**PROBLEM DESCRIPTION**:
Transcribe each entry so that it matches the original exactly.

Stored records

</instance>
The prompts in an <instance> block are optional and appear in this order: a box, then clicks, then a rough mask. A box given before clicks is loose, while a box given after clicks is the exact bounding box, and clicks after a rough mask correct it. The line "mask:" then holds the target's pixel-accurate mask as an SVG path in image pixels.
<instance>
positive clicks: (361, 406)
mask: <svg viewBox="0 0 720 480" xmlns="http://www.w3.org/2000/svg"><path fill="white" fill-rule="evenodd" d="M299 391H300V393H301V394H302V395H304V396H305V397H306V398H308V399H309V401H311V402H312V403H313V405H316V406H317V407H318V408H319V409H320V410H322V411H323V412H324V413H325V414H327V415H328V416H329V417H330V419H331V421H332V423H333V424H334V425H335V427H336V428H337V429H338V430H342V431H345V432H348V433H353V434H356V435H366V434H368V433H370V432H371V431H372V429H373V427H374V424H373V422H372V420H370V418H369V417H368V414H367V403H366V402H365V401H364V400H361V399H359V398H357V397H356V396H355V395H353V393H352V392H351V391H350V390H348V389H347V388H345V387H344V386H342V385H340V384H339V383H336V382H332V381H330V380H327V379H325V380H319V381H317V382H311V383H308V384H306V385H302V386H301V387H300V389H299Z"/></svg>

**ANSWER**:
</instance>
The prompts in an <instance> block are optional and appear in this order: a box, then clicks, then a rough mask. A box given before clicks is loose, while a box given after clicks is the exact bounding box, and clicks after a rough mask correct it. The line "mask:" then holds the target's pixel-accurate mask as an SVG path in image pixels.
<instance>
positive clicks: (361, 406)
mask: <svg viewBox="0 0 720 480" xmlns="http://www.w3.org/2000/svg"><path fill="white" fill-rule="evenodd" d="M299 391H300V393H301V394H302V395H304V396H305V397H306V398H308V399H309V401H311V402H312V403H313V405H316V406H317V407H318V408H319V409H320V410H322V411H323V412H324V413H325V414H327V415H328V416H329V417H330V419H331V421H332V423H333V424H334V425H335V427H336V428H337V429H338V430H342V431H345V432H348V433H353V434H356V435H366V434H368V433H370V432H371V431H372V429H373V427H374V424H373V422H372V420H370V418H369V417H368V414H367V403H366V402H365V401H364V400H361V399H359V398H357V397H356V396H355V395H353V393H352V392H351V391H350V390H348V389H347V388H345V387H344V386H342V385H340V384H339V383H336V382H332V381H330V380H327V379H325V380H319V381H317V382H311V383H308V384H306V385H302V386H301V387H300V389H299Z"/></svg>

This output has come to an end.